No. 323. Tuesday, March 11, 1712. Addison.

Modo Vir, modo Foemina. [1]

Virg.

The journal with which I presented my Reader on Tuesday last, has brought me in several Letters, with Accounts of many private Lives cast into that Form. I have the Rakes Journal, the Sots Journal, the Whoremasters Journal, and among several others a very curious Piece, entituled, The Journal of a Mohock. By these Instances I find that the Intention of my last Tuesdays Paper has been mistaken by many of my Readers. I did not design so much to expose Vice as Idleness, and aimed at those Persons who pass away their Time rather in Trifle and Impertinence, than in Crimes and Immoralities. Offences of this latter kind are not to be dallied with, or treated in so ludicrous a manner. In short, my Journal only holds up Folly to the Light, and shews the Disagreeableness of such Actions as are indifferent in themselves, and blameable only as they proceed from Creatures endow'd with Reason.

My following Correspondent, who calls her self Clarinda, is such a Journalist as I require: She seems by her Letter to be placed in a modish State of Indifference between Vice and Virtue, and to be susceptible of either, were there proper Pains taken with her. Had her Journal been filled with Gallantries, or such Occurrences as had shewn her wholly divested of her natural Innocence, notwithstanding it might have been more pleasing to the Generality of Readers, I should not have published it; but as it is only the Picture of a Life filled with a fashionable kind of Gaiety and Laziness, I shall set down five Days of it, as I have received it from the Hand of my fair Correspondent.
====================
**TASK 1**
Identify every line in the records that contains the string "paved", treating uppercase and lowercase as different.
The essay and the records are unrelated materials.

Dataset records
====================
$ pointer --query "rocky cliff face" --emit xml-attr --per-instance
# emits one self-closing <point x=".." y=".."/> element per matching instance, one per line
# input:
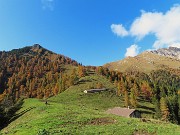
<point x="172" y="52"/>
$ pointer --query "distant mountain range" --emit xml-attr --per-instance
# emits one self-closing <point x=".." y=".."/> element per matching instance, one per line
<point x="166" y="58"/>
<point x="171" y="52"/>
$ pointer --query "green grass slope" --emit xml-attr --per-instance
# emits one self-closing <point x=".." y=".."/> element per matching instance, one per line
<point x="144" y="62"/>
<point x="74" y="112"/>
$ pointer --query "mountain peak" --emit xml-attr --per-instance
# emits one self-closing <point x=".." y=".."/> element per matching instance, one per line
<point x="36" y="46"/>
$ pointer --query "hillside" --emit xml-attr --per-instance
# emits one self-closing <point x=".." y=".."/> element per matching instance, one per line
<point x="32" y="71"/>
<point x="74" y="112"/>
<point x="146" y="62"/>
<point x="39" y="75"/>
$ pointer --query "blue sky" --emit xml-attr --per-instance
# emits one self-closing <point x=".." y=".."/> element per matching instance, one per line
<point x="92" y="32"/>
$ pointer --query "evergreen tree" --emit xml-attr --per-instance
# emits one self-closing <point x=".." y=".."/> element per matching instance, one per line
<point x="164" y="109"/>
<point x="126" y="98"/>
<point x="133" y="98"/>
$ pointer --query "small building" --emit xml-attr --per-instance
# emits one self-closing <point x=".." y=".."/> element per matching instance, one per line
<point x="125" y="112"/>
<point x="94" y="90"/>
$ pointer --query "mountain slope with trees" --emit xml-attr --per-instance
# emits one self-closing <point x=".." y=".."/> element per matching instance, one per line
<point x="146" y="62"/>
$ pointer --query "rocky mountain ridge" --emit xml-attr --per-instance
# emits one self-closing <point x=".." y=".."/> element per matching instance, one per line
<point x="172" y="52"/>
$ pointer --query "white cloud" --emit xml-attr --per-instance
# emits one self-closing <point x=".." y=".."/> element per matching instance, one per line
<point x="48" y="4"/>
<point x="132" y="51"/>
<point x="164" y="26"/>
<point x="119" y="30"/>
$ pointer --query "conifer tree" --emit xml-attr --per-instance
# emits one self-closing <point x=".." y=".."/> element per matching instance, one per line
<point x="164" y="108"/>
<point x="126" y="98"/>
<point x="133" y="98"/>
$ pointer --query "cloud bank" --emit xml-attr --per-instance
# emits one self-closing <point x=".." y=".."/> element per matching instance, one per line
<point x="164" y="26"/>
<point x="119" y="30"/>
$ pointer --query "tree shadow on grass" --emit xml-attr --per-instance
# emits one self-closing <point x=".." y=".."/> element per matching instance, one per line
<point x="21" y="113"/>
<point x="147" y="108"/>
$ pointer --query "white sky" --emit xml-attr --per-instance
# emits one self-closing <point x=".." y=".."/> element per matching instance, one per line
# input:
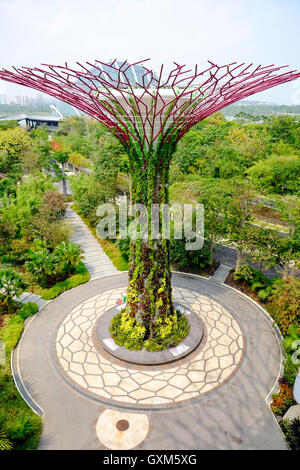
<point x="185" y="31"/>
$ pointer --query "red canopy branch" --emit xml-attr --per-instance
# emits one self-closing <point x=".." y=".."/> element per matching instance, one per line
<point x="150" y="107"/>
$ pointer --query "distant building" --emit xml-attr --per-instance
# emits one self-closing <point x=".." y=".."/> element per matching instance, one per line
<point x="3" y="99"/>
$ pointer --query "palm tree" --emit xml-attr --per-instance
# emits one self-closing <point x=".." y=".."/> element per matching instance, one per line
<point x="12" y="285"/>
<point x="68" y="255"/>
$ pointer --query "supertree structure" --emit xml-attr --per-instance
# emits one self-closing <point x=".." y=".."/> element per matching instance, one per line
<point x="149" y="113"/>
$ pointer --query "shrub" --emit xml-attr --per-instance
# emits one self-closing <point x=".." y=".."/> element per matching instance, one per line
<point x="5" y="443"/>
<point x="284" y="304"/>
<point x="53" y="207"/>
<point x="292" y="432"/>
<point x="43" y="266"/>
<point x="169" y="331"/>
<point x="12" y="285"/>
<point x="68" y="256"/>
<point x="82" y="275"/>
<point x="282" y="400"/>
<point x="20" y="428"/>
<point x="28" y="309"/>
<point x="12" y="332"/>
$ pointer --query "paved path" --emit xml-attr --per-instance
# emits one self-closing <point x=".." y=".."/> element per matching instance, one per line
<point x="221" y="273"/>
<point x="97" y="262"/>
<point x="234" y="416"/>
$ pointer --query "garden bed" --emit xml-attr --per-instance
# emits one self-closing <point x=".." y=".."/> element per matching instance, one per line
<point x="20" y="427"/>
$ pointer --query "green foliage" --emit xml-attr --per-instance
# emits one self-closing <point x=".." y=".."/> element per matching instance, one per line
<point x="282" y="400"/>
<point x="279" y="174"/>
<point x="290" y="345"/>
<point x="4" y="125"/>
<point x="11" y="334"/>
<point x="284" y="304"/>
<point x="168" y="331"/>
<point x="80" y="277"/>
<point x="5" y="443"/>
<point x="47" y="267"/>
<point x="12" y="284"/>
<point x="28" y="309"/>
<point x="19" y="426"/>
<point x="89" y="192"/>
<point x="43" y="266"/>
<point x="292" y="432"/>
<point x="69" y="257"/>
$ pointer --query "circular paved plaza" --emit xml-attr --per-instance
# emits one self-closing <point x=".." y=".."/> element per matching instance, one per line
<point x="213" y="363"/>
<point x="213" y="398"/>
====================
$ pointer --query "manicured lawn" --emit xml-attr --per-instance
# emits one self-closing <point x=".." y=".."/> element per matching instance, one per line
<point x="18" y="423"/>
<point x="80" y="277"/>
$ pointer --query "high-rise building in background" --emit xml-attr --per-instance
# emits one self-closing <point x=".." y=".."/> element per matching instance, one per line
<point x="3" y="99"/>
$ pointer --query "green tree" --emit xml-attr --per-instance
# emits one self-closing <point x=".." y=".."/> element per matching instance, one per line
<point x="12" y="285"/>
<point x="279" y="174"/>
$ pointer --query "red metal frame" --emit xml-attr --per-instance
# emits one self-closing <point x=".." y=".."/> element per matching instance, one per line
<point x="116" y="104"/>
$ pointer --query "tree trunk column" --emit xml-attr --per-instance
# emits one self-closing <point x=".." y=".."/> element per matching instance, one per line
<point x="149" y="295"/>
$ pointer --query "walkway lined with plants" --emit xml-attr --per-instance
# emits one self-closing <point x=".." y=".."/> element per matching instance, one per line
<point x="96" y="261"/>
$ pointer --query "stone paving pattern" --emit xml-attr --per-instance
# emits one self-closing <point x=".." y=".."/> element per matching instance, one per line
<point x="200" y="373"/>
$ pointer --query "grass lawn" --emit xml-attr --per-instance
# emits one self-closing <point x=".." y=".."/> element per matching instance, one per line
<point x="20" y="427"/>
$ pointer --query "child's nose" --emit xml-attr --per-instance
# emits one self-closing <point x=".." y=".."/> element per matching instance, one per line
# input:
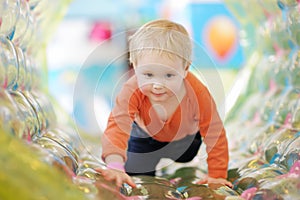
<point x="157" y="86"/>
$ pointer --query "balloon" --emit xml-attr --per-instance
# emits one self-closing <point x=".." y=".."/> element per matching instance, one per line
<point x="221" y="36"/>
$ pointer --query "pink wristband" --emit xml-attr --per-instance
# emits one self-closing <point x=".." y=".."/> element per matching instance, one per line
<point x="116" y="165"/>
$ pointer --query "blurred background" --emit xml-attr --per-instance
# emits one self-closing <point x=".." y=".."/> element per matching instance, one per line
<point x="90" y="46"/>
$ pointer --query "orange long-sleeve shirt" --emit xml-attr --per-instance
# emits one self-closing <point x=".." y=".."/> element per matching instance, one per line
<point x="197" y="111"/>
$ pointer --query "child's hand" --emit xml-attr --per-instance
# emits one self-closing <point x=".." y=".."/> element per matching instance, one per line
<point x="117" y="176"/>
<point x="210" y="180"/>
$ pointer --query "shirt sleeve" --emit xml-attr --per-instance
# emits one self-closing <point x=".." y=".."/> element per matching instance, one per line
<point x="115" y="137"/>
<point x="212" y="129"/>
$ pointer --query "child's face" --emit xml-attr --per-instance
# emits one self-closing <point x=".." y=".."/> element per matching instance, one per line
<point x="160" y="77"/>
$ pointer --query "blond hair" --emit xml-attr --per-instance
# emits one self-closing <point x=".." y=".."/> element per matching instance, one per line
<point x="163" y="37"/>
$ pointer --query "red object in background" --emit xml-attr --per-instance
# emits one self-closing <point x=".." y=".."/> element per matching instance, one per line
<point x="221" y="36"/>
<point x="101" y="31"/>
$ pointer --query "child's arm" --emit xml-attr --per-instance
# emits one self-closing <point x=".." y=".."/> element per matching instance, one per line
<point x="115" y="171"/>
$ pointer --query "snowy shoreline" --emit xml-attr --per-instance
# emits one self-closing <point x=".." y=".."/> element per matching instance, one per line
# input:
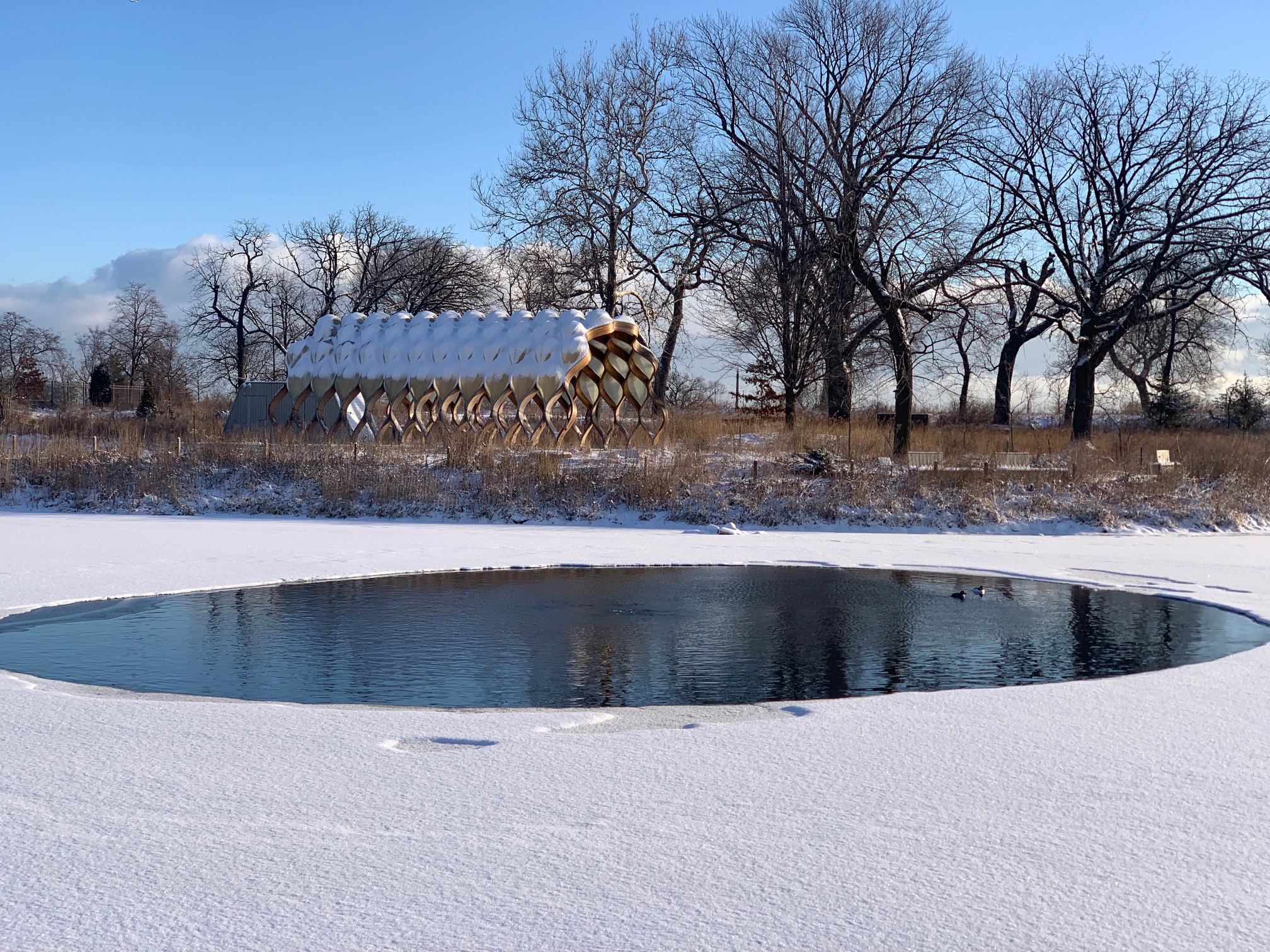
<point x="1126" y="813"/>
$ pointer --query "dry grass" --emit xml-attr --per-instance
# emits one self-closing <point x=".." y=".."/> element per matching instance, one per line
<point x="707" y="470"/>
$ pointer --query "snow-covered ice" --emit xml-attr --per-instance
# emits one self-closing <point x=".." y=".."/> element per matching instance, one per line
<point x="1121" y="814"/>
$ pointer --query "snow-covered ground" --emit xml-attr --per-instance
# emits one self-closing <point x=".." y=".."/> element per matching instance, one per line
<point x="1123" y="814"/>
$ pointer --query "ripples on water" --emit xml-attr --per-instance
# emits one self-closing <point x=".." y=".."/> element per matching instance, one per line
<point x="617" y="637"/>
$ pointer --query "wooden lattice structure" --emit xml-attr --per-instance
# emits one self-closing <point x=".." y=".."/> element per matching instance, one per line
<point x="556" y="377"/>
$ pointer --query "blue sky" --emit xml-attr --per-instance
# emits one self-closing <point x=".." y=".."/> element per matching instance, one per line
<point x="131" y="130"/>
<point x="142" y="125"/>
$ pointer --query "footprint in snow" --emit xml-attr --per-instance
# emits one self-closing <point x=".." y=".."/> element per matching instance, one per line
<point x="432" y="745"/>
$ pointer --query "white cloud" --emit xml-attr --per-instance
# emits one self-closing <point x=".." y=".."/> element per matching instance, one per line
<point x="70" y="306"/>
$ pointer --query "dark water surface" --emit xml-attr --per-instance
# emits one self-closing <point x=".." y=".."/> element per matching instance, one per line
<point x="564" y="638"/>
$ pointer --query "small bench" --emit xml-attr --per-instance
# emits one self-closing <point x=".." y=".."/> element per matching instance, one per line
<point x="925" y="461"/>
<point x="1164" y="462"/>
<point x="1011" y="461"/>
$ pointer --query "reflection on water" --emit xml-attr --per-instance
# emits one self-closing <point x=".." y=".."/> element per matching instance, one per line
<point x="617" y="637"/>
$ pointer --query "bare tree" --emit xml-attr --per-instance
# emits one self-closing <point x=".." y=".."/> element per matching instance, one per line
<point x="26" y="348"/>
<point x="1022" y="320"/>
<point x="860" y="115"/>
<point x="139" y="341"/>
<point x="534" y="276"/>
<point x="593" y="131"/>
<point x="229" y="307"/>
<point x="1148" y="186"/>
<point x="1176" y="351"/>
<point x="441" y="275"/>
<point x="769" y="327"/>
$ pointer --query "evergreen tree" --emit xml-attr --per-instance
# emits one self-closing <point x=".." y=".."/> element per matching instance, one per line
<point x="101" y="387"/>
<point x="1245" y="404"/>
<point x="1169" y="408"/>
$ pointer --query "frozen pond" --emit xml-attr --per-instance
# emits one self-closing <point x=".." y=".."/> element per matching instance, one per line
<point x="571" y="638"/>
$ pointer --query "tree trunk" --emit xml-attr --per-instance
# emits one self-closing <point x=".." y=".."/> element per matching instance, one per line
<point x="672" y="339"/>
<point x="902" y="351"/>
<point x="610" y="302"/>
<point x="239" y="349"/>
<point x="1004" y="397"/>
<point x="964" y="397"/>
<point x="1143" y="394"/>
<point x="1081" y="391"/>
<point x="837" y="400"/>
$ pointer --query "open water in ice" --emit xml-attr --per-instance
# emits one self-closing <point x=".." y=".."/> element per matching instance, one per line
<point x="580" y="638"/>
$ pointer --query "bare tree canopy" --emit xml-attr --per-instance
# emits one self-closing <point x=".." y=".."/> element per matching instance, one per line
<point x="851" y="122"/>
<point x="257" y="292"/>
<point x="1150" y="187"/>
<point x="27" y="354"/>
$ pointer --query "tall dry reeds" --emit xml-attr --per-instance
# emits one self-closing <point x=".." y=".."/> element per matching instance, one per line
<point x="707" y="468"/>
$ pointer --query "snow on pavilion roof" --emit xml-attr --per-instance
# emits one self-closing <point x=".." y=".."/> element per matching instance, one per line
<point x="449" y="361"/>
====================
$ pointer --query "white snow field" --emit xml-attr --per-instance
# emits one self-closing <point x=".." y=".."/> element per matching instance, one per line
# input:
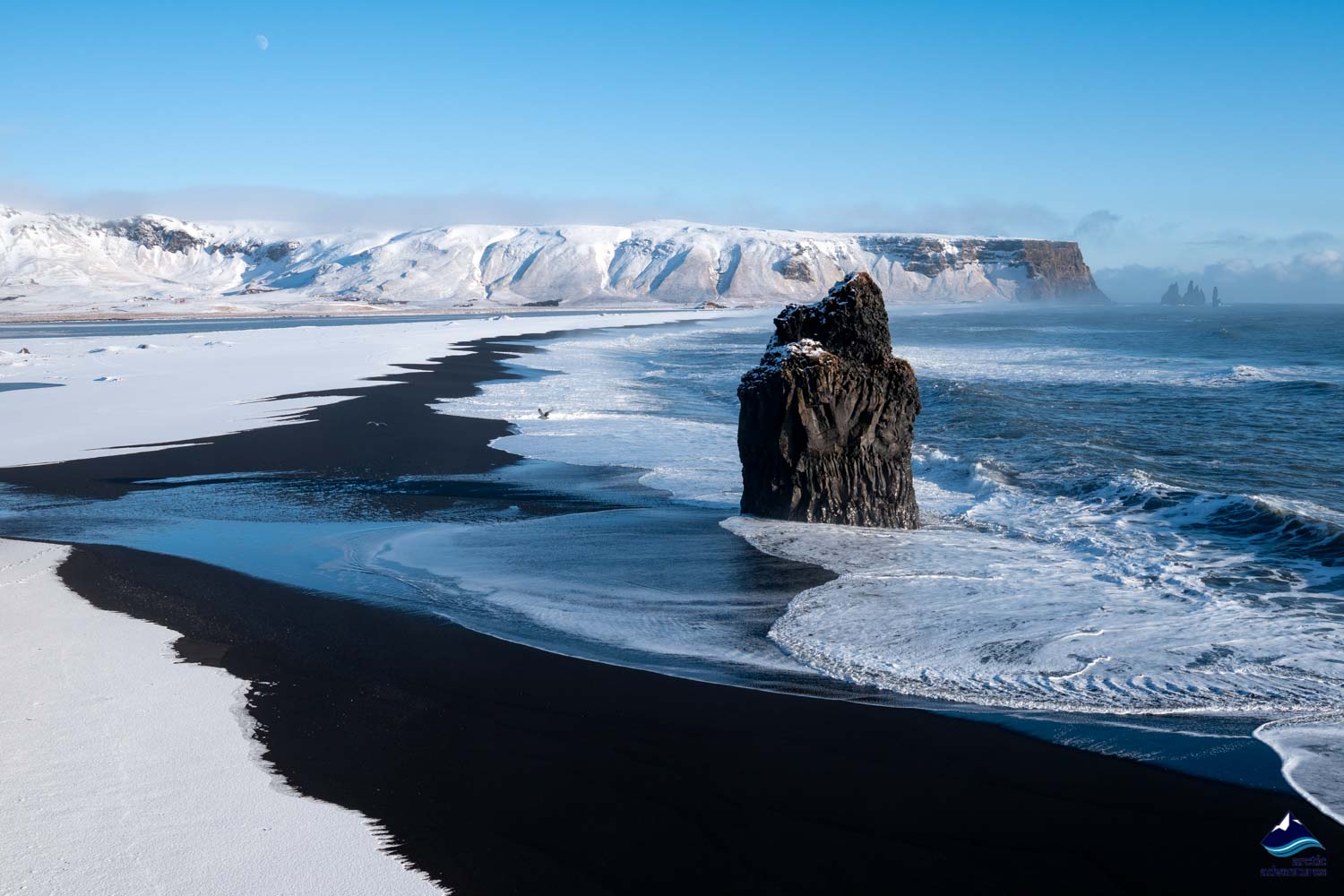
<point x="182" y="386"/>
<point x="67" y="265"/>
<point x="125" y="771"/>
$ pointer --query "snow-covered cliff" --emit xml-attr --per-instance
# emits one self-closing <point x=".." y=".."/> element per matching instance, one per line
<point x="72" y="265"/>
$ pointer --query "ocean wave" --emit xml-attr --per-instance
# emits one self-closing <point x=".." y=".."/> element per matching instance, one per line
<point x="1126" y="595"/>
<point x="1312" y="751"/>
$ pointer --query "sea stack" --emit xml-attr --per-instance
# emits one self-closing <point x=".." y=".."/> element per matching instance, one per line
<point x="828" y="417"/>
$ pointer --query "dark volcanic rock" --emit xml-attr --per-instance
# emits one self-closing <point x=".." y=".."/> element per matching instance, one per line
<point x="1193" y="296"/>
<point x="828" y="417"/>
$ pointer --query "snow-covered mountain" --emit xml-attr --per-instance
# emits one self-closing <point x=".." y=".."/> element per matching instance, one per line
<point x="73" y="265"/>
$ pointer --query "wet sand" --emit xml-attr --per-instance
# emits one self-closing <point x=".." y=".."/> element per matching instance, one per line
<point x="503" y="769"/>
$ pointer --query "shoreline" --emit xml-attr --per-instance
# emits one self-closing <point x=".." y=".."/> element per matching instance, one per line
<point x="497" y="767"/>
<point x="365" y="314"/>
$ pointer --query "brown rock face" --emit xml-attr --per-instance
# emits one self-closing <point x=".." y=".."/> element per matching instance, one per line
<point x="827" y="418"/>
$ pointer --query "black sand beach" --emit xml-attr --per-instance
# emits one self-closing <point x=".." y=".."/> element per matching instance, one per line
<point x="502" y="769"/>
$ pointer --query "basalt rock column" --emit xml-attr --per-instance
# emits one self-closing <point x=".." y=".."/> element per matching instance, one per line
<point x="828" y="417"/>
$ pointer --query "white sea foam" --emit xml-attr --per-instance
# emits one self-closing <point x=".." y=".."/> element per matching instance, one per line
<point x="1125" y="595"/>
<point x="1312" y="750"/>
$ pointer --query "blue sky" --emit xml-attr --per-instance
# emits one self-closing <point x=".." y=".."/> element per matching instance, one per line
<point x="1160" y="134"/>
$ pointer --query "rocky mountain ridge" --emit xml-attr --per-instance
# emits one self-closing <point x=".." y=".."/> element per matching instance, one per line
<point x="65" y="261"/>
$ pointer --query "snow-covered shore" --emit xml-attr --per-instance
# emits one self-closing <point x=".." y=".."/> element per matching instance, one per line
====================
**TASK 2**
Answer these questions from the essay:
(a) What is the title of the "very curious Piece" among the letters received?
(b) What does the correspondent whose journal is printed call herself?
(c) How many days of her journal does the writer say he will set down?

**FULL SOLUTION 1**
$ pointer --query "paved path" --emit xml-attr --per-instance
$ pointer --query "circular paved plaza" --emit xml-attr --per-instance

**FULL SOLUTION 2**
(a) The Journal of a Mohock
(b) Clarinda
(c) Five